Fragmento del documento:

═══

Por: Fernando Hernández. El Diario de la Educación. 08/05/2018
Las diferencias curriculares entre países confirma la idea de que aquello que se enseña (y que se supone que se ha de aprender en la escuela), no responde a un criterio de ‘verdad’ de carácter esencial y universal.
Prosigo entonces la reflexión que la pregunta ha abierto, señalando que, si se compara aquello que se propone como horizonte de aprendizaje en diferentes países, aquello que orienta lo que se supone que los jóvenes podrían aprender, pueden observarse más que notables diferencias. Aunque lo que señalo es una obviedad, tuve la oportunidad de verificarlo cuando realicé un trabajo sobre los currículos de educación de las artes en los países del sur de Europa.
No sólo las materias tenían denominaciones y orientaciones diferentes, sino que reflejaban ideas como ‘identidad nacional’, ‘patrimonio’, ‘utilidad’, además de evidenciar -en las horas dedicadas- el valor que se le otorga a las Humanidades y las Artes. Lo cual confirma la idea de que aquello que se enseña (y que se supone que se ha de aprender en la escuela), no responde a un criterio de ‘verdad’ de carácter esencial y universal. Es el resultado de las decisiones, siempre idiosincrásicas, de quienes, en un despacho (desde el anonimato y sin hacer públicos sus nombres para poder identificar sus imaginarios, como suele ser el caso entre nosotros, tanto desde el gobierno central, como desde las autonomías), o mediante un proceso participativo (como tuve la oportunidad de vivir en Sidney) en el que se involucran agentes sociales, académicos y docentes, los diseñan.

═══

Extractos del conjunto de datos sobre señalar objetos:
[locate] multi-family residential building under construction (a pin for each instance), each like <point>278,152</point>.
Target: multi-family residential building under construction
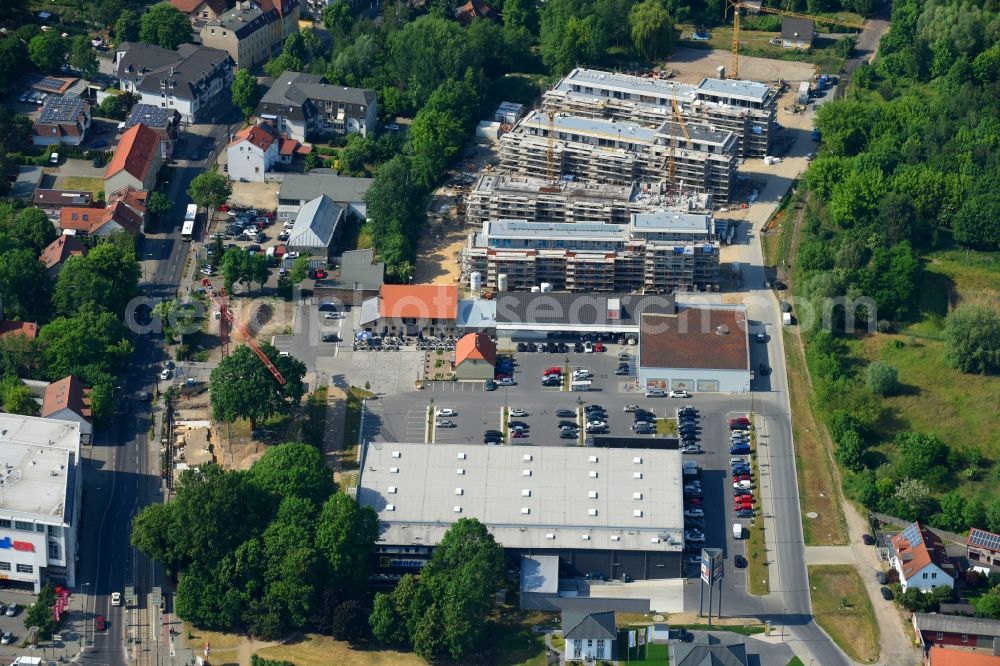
<point>496,196</point>
<point>746,108</point>
<point>658,252</point>
<point>691,159</point>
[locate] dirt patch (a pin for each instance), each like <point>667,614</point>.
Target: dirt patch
<point>262,196</point>
<point>439,252</point>
<point>692,65</point>
<point>842,607</point>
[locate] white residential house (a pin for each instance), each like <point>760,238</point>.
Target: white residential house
<point>920,560</point>
<point>252,153</point>
<point>589,636</point>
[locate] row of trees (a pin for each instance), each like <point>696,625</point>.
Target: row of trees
<point>908,165</point>
<point>81,311</point>
<point>266,551</point>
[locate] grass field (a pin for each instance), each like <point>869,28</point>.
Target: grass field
<point>842,607</point>
<point>81,183</point>
<point>818,490</point>
<point>318,650</point>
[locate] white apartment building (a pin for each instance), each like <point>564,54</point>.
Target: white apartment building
<point>41,482</point>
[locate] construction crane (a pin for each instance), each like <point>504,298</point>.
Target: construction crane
<point>550,150</point>
<point>736,5</point>
<point>226,319</point>
<point>671,157</point>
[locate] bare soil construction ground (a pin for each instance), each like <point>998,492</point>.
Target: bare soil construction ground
<point>691,65</point>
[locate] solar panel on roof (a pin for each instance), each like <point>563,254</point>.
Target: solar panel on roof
<point>912,535</point>
<point>984,539</point>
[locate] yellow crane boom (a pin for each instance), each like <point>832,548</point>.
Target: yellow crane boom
<point>736,6</point>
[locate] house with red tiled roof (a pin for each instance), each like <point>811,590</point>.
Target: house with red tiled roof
<point>472,10</point>
<point>59,250</point>
<point>411,309</point>
<point>201,10</point>
<point>118,215</point>
<point>252,153</point>
<point>136,162</point>
<point>920,560</point>
<point>696,349</point>
<point>10,328</point>
<point>68,400</point>
<point>475,356</point>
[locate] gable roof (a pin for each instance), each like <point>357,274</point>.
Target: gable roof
<point>189,6</point>
<point>719,654</point>
<point>916,547</point>
<point>25,328</point>
<point>342,189</point>
<point>795,29</point>
<point>135,153</point>
<point>420,301</point>
<point>475,346</point>
<point>316,223</point>
<point>982,539</point>
<point>261,136</point>
<point>62,249</point>
<point>713,338</point>
<point>67,393</point>
<point>956,624</point>
<point>939,656</point>
<point>577,625</point>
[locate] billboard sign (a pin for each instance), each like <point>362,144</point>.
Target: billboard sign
<point>711,565</point>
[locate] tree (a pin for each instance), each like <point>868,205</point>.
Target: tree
<point>350,622</point>
<point>245,92</point>
<point>295,470</point>
<point>300,270</point>
<point>881,378</point>
<point>345,536</point>
<point>210,189</point>
<point>159,204</point>
<point>24,285</point>
<point>106,278</point>
<point>82,56</point>
<point>243,387</point>
<point>127,27</point>
<point>338,18</point>
<point>988,605</point>
<point>970,226</point>
<point>47,51</point>
<point>652,29</point>
<point>89,341</point>
<point>851,451</point>
<point>164,26</point>
<point>972,339</point>
<point>40,614</point>
<point>17,398</point>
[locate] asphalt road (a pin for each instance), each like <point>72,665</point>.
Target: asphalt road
<point>121,470</point>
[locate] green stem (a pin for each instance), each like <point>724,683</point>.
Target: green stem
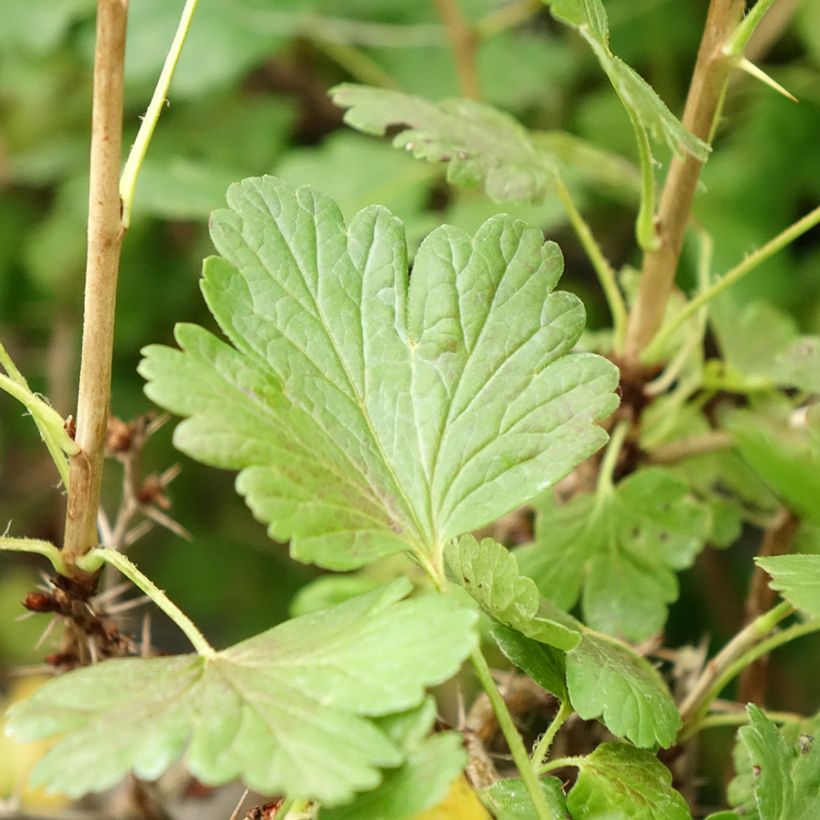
<point>736,44</point>
<point>93,560</point>
<point>543,746</point>
<point>616,442</point>
<point>37,547</point>
<point>752,261</point>
<point>603,270</point>
<point>714,676</point>
<point>560,762</point>
<point>128,180</point>
<point>645,225</point>
<point>511,735</point>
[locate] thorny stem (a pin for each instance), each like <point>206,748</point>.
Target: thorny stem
<point>94,559</point>
<point>544,744</point>
<point>511,735</point>
<point>463,43</point>
<point>128,182</point>
<point>752,261</point>
<point>105,232</point>
<point>604,271</point>
<point>705,689</point>
<point>702,105</point>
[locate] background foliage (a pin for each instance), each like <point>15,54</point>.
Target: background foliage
<point>250,97</point>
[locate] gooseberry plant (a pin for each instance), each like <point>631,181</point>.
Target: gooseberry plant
<point>371,411</point>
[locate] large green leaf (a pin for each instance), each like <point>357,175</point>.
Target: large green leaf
<point>777,778</point>
<point>797,578</point>
<point>638,97</point>
<point>489,572</point>
<point>269,710</point>
<point>620,547</point>
<point>617,780</point>
<point>609,681</point>
<point>369,417</point>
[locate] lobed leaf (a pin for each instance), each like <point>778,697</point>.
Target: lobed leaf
<point>368,416</point>
<point>797,579</point>
<point>638,97</point>
<point>609,681</point>
<point>619,551</point>
<point>287,711</point>
<point>489,572</point>
<point>777,779</point>
<point>617,780</point>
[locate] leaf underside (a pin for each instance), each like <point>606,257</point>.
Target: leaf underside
<point>287,711</point>
<point>369,415</point>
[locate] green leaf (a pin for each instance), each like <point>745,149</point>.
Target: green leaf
<point>287,710</point>
<point>609,681</point>
<point>617,780</point>
<point>480,144</point>
<point>369,417</point>
<point>421,782</point>
<point>620,548</point>
<point>797,578</point>
<point>590,19</point>
<point>489,572</point>
<point>784,776</point>
<point>508,799</point>
<point>544,664</point>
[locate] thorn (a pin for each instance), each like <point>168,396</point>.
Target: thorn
<point>759,74</point>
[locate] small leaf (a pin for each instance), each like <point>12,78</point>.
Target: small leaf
<point>544,664</point>
<point>489,572</point>
<point>617,780</point>
<point>508,799</point>
<point>368,414</point>
<point>783,776</point>
<point>287,710</point>
<point>621,549</point>
<point>590,19</point>
<point>480,144</point>
<point>797,578</point>
<point>609,681</point>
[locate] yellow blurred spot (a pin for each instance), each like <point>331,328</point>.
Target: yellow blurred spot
<point>461,803</point>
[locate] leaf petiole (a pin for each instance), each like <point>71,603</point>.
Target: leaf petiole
<point>93,560</point>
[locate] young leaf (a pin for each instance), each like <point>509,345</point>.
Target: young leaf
<point>508,799</point>
<point>797,578</point>
<point>609,681</point>
<point>590,19</point>
<point>287,710</point>
<point>369,417</point>
<point>479,143</point>
<point>622,548</point>
<point>617,780</point>
<point>544,664</point>
<point>489,572</point>
<point>784,777</point>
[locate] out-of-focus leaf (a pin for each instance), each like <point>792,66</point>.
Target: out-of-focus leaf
<point>266,710</point>
<point>368,417</point>
<point>618,550</point>
<point>617,780</point>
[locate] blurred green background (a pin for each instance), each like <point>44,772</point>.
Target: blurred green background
<point>250,98</point>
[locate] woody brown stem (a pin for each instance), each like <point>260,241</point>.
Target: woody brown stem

═══

En qué consiste: ¿Puedes reproducir tal cual, del texto sobre los currículos escolares, el tramo que va desde "No sólo las" hasta "docentes, los diseñan.", ambos incluidos?

Solución propuesta:
No sólo las materias tenían denominaciones y orientaciones diferentes, sino que reflejaban ideas como ‘identidad nacional’, ‘patrimonio’, ‘utilidad’, además de evidenciar -en las horas dedicadas- el valor que se le otorga a las Humanidades y las Artes. Lo cual confirma la idea de que aquello que se enseña (y que se supone que se ha de aprender en la escuela), no responde a un criterio de ‘verdad’ de carácter esencial y universal. Es el resultado de las decisiones, siempre idiosincrásicas, de quienes, en un despacho (desde el anonimato y sin hacer públicos sus nombres para poder identificar sus imaginarios, como suele ser el caso entre nosotros, tanto desde el gobierno central, como desde las autonomías), o mediante un proceso participativo (como tuve la oportunidad de vivir en Sidney) en el que se involucran agentes sociales, académicos y docentes, los diseñan.